◆ **DIRECTIVE**
Please locate each line of the material below that contains the word "small" and copy those lines out. Case counts.

◆ **MATERIALS PROVIDED**
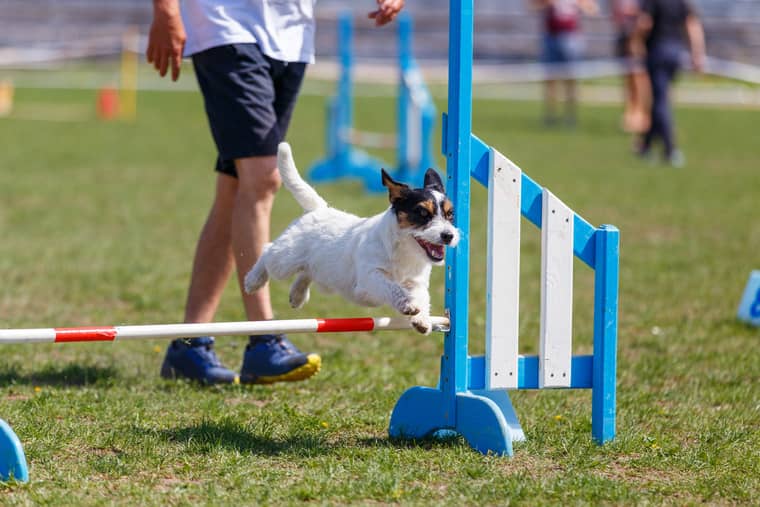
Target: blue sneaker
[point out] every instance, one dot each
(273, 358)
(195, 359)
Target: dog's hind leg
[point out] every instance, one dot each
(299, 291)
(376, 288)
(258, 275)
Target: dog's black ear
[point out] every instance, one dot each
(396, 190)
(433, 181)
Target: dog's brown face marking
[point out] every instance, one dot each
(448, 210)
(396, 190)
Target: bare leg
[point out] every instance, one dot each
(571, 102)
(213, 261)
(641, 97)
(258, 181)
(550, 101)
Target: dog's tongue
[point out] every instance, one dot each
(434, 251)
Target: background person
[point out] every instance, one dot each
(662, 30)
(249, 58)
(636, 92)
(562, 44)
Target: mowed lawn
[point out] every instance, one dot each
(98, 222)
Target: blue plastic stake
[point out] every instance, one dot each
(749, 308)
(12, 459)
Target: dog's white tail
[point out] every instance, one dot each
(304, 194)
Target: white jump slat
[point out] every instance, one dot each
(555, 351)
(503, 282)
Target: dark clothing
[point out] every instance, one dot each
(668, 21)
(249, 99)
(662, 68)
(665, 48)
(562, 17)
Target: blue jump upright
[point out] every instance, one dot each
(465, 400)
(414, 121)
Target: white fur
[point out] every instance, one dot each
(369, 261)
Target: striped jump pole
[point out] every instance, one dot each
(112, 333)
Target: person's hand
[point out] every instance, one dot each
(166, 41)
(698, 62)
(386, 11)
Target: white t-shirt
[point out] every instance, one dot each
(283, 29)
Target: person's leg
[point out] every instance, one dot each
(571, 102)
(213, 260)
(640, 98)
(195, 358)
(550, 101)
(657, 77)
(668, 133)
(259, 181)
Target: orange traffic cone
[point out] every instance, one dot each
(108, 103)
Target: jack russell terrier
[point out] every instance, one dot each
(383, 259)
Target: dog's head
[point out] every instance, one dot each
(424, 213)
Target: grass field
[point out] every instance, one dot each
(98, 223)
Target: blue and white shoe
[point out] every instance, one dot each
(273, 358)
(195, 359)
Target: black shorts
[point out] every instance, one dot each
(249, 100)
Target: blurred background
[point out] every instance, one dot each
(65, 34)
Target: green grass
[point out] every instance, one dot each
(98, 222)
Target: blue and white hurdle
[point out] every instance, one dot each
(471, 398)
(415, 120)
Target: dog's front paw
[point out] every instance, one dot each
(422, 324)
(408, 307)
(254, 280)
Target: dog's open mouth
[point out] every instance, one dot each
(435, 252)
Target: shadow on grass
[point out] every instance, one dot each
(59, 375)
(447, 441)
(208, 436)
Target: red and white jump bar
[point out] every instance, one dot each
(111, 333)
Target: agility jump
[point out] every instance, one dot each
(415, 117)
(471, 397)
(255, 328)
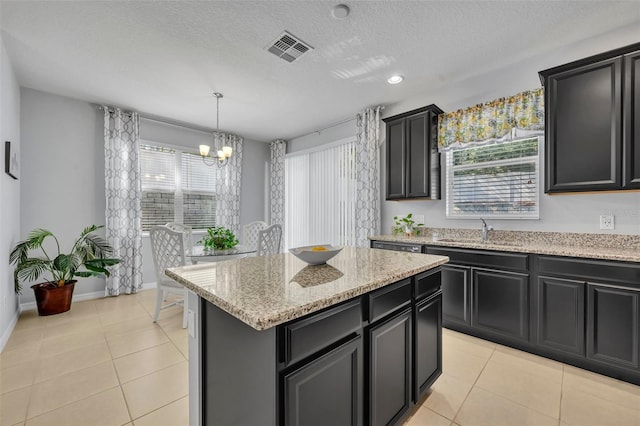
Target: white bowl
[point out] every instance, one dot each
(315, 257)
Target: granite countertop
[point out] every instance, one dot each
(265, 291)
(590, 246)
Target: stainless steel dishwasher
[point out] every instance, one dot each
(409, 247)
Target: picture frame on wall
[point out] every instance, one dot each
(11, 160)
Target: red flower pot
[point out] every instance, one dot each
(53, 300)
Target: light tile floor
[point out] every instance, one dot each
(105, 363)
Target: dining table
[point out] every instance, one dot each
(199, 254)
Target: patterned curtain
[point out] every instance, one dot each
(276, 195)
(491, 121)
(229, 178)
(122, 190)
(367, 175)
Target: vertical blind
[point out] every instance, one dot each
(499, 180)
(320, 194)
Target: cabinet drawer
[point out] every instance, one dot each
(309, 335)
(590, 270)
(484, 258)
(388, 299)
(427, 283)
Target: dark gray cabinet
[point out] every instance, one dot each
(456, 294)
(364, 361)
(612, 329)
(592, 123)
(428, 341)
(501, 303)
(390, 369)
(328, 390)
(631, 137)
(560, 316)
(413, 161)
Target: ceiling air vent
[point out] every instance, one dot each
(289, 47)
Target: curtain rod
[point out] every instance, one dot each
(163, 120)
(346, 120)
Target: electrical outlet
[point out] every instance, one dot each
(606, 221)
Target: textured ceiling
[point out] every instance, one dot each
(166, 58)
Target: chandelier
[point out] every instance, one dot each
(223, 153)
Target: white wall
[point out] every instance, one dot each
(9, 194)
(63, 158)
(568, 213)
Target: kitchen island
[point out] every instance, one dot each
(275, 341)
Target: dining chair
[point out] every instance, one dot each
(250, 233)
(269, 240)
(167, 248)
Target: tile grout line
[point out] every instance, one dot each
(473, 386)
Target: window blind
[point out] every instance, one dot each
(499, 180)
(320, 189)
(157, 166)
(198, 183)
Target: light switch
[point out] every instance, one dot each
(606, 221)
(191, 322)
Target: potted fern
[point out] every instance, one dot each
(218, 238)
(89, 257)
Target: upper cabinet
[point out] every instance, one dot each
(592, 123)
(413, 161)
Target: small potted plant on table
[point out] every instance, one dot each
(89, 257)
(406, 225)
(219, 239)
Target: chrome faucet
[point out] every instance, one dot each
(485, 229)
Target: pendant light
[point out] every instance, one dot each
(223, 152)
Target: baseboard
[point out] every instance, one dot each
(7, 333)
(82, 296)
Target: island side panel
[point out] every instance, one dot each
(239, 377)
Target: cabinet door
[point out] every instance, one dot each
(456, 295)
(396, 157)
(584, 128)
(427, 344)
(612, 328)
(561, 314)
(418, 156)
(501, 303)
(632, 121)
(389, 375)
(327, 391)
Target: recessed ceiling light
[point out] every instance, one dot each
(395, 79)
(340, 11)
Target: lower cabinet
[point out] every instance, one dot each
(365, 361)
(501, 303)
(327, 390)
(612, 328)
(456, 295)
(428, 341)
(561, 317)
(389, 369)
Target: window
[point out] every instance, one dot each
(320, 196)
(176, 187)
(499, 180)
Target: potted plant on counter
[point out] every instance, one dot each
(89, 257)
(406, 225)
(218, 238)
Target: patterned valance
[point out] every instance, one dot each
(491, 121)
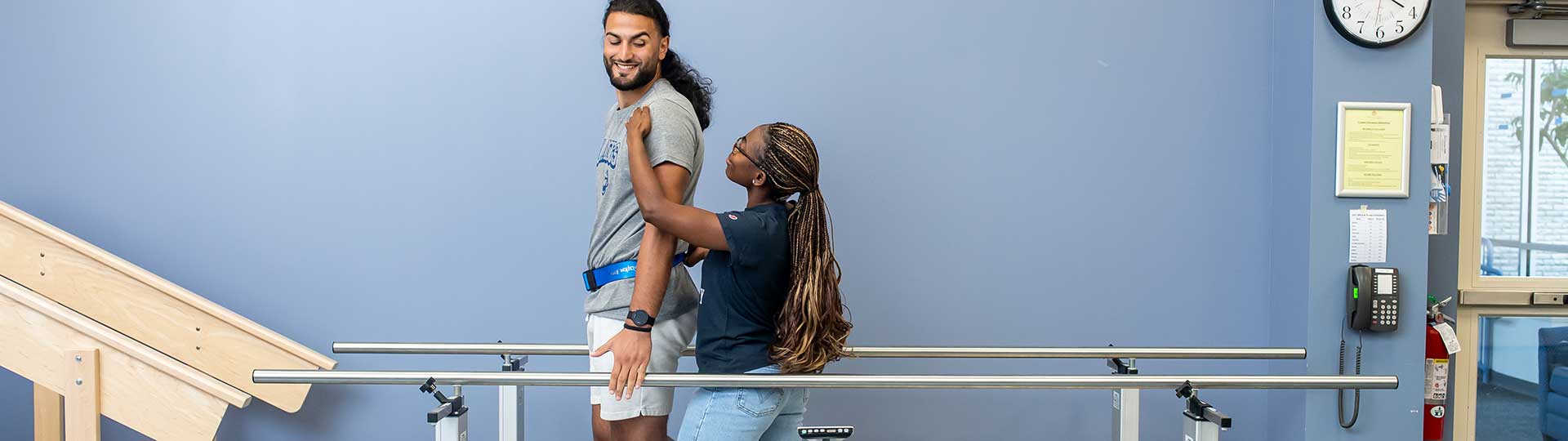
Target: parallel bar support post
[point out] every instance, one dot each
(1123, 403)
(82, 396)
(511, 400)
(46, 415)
---
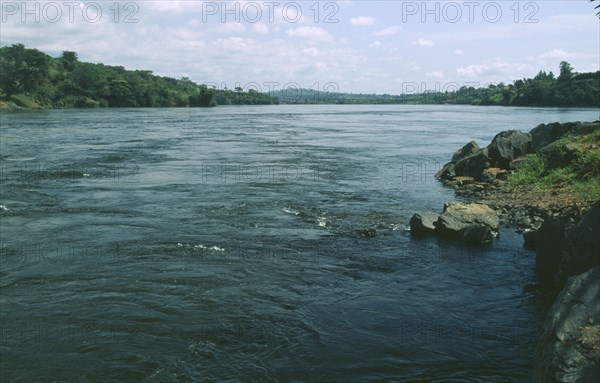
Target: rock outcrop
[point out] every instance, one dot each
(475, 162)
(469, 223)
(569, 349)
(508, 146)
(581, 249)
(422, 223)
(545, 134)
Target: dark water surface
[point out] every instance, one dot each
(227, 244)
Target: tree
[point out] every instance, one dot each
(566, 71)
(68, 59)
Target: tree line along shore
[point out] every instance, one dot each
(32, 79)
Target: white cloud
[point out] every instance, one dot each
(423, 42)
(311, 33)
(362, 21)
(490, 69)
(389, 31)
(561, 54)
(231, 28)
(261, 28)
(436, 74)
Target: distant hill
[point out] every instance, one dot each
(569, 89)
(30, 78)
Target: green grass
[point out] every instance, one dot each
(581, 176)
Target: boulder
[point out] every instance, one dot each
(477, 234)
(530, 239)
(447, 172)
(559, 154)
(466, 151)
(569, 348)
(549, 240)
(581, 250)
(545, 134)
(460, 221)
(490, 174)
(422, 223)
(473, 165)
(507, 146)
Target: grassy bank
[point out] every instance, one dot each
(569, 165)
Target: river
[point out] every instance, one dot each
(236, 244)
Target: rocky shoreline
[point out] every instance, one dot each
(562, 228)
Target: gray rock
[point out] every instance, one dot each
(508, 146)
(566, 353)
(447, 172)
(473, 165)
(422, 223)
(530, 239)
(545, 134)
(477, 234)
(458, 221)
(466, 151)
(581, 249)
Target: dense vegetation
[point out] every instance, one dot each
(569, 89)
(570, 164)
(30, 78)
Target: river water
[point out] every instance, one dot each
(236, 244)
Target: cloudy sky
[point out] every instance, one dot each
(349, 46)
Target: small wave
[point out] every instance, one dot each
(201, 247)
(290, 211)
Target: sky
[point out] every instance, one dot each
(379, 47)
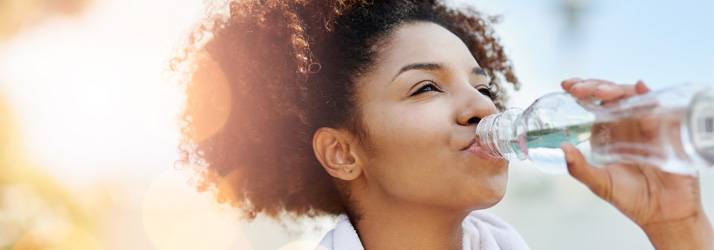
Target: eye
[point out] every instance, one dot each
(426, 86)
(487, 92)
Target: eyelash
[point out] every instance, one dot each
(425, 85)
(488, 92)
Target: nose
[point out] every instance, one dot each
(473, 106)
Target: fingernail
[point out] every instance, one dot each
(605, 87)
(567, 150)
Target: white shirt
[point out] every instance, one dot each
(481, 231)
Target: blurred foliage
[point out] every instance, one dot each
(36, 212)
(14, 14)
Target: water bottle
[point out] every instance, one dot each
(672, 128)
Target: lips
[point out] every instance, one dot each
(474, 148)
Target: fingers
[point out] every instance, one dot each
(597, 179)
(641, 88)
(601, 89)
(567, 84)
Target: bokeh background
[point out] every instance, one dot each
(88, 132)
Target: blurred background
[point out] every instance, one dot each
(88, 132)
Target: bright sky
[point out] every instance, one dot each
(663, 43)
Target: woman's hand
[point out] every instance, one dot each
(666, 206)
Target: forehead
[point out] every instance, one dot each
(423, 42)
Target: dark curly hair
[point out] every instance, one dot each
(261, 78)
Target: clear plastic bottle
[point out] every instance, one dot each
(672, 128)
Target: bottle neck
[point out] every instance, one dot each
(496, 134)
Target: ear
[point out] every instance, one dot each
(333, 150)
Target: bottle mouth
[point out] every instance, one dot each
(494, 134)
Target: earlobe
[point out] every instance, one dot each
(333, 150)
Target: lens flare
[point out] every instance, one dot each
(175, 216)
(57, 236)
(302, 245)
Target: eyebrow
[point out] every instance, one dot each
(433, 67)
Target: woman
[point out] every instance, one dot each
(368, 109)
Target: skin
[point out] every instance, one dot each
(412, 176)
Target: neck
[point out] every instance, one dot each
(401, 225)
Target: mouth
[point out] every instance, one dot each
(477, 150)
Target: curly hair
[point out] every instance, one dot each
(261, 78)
==
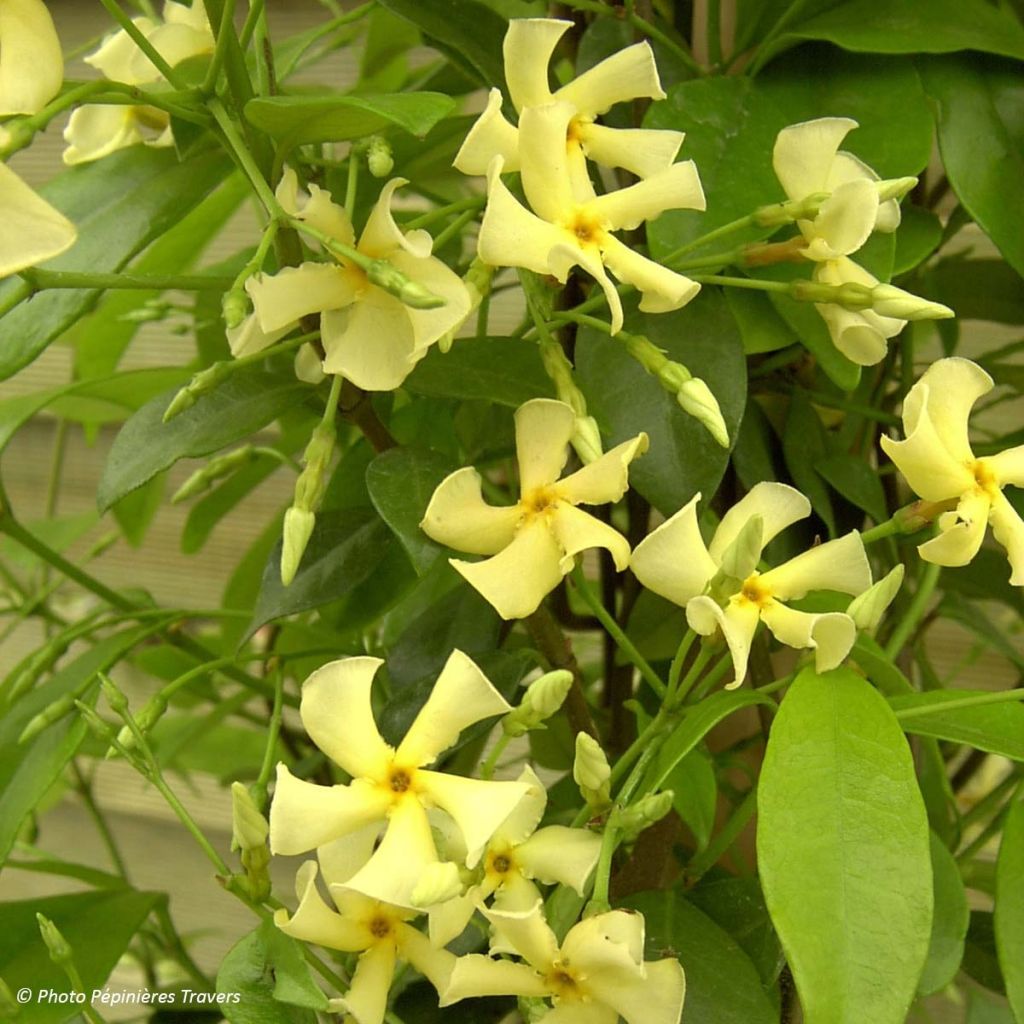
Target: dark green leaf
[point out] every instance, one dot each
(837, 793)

◆ **EXERCISE OUTPUT**
Target: small potted plant on table
Target: small wave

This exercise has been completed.